Set problem
Rewrite only the lines of the records below from the one containing "of the side" through the last line, requests included, scaling every coordinate in the answers by 0.35 and rounding each to a whole number, with halves rounded up.

Provided data
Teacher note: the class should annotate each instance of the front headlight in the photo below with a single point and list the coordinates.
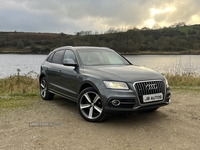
(166, 82)
(116, 85)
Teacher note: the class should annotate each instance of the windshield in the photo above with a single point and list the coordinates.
(101, 57)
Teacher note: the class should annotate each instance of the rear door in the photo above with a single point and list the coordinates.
(70, 77)
(54, 71)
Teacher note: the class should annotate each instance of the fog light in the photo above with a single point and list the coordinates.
(116, 102)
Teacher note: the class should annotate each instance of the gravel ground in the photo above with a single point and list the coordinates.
(56, 124)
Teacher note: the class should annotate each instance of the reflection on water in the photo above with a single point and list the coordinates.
(9, 63)
(176, 64)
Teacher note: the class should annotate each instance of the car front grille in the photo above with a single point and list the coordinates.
(149, 87)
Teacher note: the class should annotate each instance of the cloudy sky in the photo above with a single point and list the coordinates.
(69, 16)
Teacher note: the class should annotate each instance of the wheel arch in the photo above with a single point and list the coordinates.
(87, 84)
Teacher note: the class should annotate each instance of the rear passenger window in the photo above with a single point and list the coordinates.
(49, 59)
(58, 57)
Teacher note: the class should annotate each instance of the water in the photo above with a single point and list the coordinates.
(9, 63)
(173, 64)
(176, 64)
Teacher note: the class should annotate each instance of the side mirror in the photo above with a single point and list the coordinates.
(69, 62)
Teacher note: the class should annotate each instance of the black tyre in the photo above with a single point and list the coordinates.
(90, 105)
(44, 90)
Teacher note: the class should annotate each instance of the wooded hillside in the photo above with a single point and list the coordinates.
(181, 39)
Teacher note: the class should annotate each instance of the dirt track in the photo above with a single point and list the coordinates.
(57, 125)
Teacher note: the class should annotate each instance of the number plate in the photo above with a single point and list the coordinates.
(152, 97)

Answer for this exercise
Teacher note: the class should annotate each instance of the side mirror in the photo above with a single point and list the coordinates.
(24, 22)
Teacher note: the class should annotate each instance of the black tyre in the photo above with a single point and list the coordinates.
(32, 37)
(15, 32)
Teacher note: the class should annotate each instance of the wooded hillside in the photo above with a single point and list the coordinates.
(63, 14)
Teacher note: the class should annotate each instance of the dirt track in the photo above with a single point and list the coordinates.
(20, 44)
Teacher note: the class should annotate each instance of the number plate in the photo above with a single point and list the coordinates.
(53, 34)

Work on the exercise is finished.